__Dataset__:

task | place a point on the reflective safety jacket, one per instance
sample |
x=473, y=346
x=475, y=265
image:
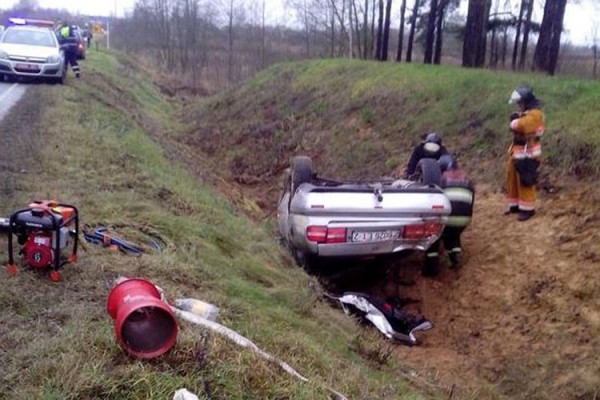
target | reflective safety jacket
x=527, y=130
x=461, y=193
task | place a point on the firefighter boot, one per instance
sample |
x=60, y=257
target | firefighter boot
x=432, y=265
x=511, y=210
x=455, y=257
x=524, y=215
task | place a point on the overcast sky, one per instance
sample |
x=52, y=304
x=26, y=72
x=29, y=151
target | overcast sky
x=579, y=18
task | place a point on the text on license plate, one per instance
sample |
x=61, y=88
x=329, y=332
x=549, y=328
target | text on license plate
x=27, y=66
x=375, y=236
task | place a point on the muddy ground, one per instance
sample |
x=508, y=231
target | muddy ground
x=521, y=318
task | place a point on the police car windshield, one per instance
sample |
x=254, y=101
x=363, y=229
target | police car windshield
x=29, y=37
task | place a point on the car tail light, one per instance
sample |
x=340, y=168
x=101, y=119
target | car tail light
x=316, y=234
x=336, y=235
x=322, y=234
x=422, y=231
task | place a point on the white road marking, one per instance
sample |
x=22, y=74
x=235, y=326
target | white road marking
x=10, y=89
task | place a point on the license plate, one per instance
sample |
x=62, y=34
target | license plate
x=375, y=236
x=27, y=66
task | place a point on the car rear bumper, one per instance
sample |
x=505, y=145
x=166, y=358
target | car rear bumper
x=15, y=68
x=368, y=249
x=350, y=248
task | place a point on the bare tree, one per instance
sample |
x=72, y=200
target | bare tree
x=366, y=30
x=401, y=31
x=595, y=33
x=230, y=41
x=386, y=31
x=430, y=34
x=475, y=33
x=548, y=46
x=526, y=31
x=518, y=34
x=413, y=27
x=379, y=31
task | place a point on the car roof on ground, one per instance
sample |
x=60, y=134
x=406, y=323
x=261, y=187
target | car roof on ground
x=29, y=28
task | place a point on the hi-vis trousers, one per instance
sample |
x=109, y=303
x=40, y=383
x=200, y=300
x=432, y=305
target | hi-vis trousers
x=518, y=195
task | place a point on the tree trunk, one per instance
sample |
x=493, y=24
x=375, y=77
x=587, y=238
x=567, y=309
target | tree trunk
x=526, y=30
x=332, y=22
x=263, y=62
x=439, y=32
x=595, y=70
x=350, y=35
x=379, y=31
x=358, y=38
x=386, y=31
x=401, y=31
x=518, y=34
x=230, y=48
x=411, y=33
x=372, y=29
x=307, y=29
x=365, y=30
x=483, y=38
x=556, y=33
x=504, y=46
x=430, y=36
x=548, y=46
x=475, y=33
x=493, y=49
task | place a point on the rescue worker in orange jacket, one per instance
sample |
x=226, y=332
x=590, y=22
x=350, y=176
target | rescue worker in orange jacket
x=527, y=127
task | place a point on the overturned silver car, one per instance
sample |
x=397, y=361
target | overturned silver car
x=321, y=218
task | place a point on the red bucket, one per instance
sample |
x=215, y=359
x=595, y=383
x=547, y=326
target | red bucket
x=144, y=325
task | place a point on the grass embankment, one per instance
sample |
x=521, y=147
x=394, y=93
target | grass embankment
x=361, y=119
x=94, y=144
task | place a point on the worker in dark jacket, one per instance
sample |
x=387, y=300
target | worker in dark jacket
x=430, y=147
x=68, y=42
x=461, y=193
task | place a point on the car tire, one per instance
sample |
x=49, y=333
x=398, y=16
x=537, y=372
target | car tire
x=429, y=172
x=301, y=172
x=307, y=261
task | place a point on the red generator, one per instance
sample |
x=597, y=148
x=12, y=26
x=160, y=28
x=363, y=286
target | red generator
x=43, y=230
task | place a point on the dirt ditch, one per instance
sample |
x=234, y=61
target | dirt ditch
x=520, y=319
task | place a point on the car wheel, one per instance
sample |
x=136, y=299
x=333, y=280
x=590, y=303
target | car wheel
x=307, y=261
x=301, y=173
x=428, y=172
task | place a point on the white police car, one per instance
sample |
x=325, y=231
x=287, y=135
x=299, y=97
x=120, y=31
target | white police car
x=30, y=48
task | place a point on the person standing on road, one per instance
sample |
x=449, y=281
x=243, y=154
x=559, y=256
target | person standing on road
x=68, y=42
x=461, y=193
x=527, y=127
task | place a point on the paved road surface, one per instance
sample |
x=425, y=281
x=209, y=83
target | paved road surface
x=10, y=93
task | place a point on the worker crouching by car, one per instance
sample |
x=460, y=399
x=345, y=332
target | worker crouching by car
x=430, y=147
x=461, y=193
x=527, y=127
x=68, y=42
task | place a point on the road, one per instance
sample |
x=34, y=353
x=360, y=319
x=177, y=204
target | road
x=10, y=93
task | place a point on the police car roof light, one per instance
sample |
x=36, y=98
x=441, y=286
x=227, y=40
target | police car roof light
x=33, y=22
x=17, y=21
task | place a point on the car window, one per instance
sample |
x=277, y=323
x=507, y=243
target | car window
x=28, y=37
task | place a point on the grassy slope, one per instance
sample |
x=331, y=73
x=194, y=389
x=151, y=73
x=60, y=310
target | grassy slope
x=361, y=118
x=94, y=150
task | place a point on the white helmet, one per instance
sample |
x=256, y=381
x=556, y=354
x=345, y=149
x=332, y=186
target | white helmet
x=433, y=143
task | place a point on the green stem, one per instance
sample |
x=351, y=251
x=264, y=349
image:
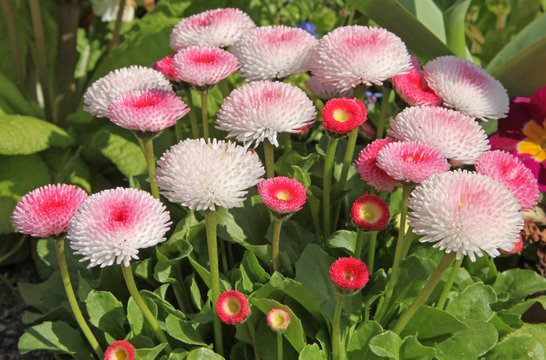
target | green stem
x=41, y=56
x=211, y=219
x=335, y=329
x=425, y=292
x=276, y=238
x=193, y=118
x=397, y=254
x=383, y=114
x=131, y=286
x=147, y=145
x=327, y=181
x=269, y=154
x=204, y=114
x=63, y=268
x=448, y=284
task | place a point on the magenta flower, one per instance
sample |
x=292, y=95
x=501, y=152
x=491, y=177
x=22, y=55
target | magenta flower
x=523, y=134
x=47, y=211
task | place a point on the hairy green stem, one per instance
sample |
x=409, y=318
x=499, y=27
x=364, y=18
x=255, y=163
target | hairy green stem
x=63, y=268
x=425, y=292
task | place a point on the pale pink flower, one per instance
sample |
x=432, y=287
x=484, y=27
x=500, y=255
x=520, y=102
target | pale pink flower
x=366, y=166
x=112, y=225
x=352, y=55
x=274, y=52
x=147, y=110
x=510, y=171
x=411, y=161
x=466, y=87
x=98, y=96
x=458, y=136
x=204, y=65
x=46, y=211
x=466, y=213
x=262, y=109
x=218, y=27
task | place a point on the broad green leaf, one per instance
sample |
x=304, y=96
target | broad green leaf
x=55, y=336
x=23, y=135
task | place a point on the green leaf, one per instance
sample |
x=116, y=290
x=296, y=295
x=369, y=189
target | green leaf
x=55, y=336
x=23, y=135
x=294, y=332
x=386, y=344
x=106, y=313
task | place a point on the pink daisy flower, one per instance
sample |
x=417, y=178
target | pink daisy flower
x=342, y=115
x=112, y=225
x=274, y=52
x=283, y=195
x=510, y=172
x=366, y=166
x=466, y=87
x=466, y=213
x=98, y=96
x=370, y=212
x=149, y=110
x=413, y=88
x=349, y=273
x=46, y=211
x=219, y=27
x=165, y=66
x=203, y=66
x=232, y=307
x=458, y=136
x=120, y=350
x=262, y=109
x=352, y=55
x=411, y=161
x=278, y=320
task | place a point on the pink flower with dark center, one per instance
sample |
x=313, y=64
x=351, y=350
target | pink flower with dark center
x=283, y=195
x=366, y=166
x=370, y=212
x=458, y=136
x=219, y=27
x=342, y=115
x=204, y=65
x=120, y=350
x=349, y=273
x=147, y=110
x=278, y=320
x=274, y=52
x=46, y=211
x=510, y=172
x=352, y=55
x=466, y=87
x=112, y=225
x=232, y=307
x=411, y=161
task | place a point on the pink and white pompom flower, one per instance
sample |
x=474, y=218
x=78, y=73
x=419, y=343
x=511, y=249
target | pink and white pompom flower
x=99, y=95
x=283, y=195
x=149, y=110
x=411, y=161
x=466, y=87
x=510, y=171
x=262, y=109
x=204, y=66
x=47, y=211
x=352, y=55
x=203, y=174
x=458, y=136
x=218, y=27
x=466, y=213
x=112, y=225
x=274, y=52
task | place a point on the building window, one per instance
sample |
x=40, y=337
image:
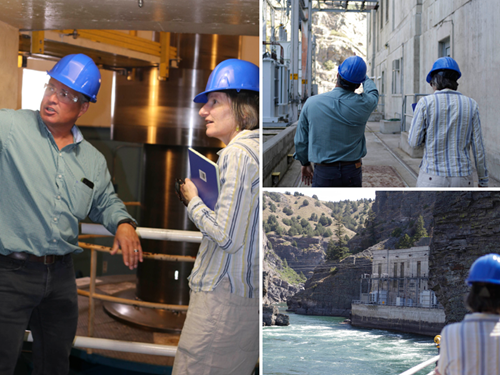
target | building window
x=396, y=76
x=395, y=282
x=381, y=15
x=444, y=48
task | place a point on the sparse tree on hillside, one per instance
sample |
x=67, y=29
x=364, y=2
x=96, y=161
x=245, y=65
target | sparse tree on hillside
x=420, y=230
x=337, y=249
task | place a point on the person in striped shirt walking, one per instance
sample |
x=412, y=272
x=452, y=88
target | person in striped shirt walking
x=221, y=332
x=472, y=347
x=447, y=124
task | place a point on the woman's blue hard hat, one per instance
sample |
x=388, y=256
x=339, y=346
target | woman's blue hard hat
x=485, y=269
x=444, y=63
x=78, y=72
x=232, y=74
x=353, y=70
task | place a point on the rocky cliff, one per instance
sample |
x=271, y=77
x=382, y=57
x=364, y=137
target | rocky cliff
x=393, y=210
x=466, y=226
x=333, y=286
x=302, y=254
x=276, y=290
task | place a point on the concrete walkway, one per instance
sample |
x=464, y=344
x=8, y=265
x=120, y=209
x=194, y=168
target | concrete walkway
x=383, y=151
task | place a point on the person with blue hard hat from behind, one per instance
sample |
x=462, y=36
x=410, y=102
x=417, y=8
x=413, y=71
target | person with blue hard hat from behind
x=51, y=178
x=447, y=124
x=221, y=331
x=331, y=129
x=472, y=347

__To do__:
Copy the lines above exactly, from the line that contains "task | place a point on the green stem, one" up to and including the line that contains "x=106, y=313". Leave the pictures out.

__Correct response__:
task | place a point on the green stem, one per instance
sample |
x=351, y=251
x=264, y=349
image:
target | green stem
x=41, y=56
x=211, y=219
x=335, y=329
x=425, y=292
x=276, y=238
x=193, y=118
x=397, y=254
x=383, y=114
x=131, y=286
x=147, y=145
x=327, y=181
x=269, y=154
x=204, y=114
x=63, y=268
x=448, y=284
task | place a point on the magenta flower, one per instance
sample |
x=292, y=95
x=501, y=152
x=491, y=177
x=22, y=55
target | magenta flower
x=523, y=134
x=47, y=211
task | place a point on the hairy green stem, one per instance
sample |
x=409, y=318
x=499, y=27
x=364, y=18
x=255, y=163
target | hairy green stem
x=63, y=268
x=425, y=292
task | place a point on the pale pink flower, one per instance
sample |
x=432, y=287
x=484, y=27
x=500, y=255
x=520, y=102
target | pale pink flower
x=366, y=166
x=112, y=225
x=352, y=55
x=274, y=52
x=147, y=110
x=510, y=171
x=411, y=161
x=466, y=87
x=98, y=96
x=458, y=136
x=204, y=65
x=46, y=211
x=466, y=213
x=262, y=109
x=218, y=27
task | place a point on the broad green leaf, one per instance
sample |
x=304, y=96
target | broad green leaf
x=55, y=336
x=23, y=135
task | place a point on the green leaf, one per instance
sample |
x=116, y=290
x=296, y=295
x=369, y=189
target | green leaf
x=55, y=336
x=23, y=135
x=294, y=332
x=386, y=344
x=106, y=313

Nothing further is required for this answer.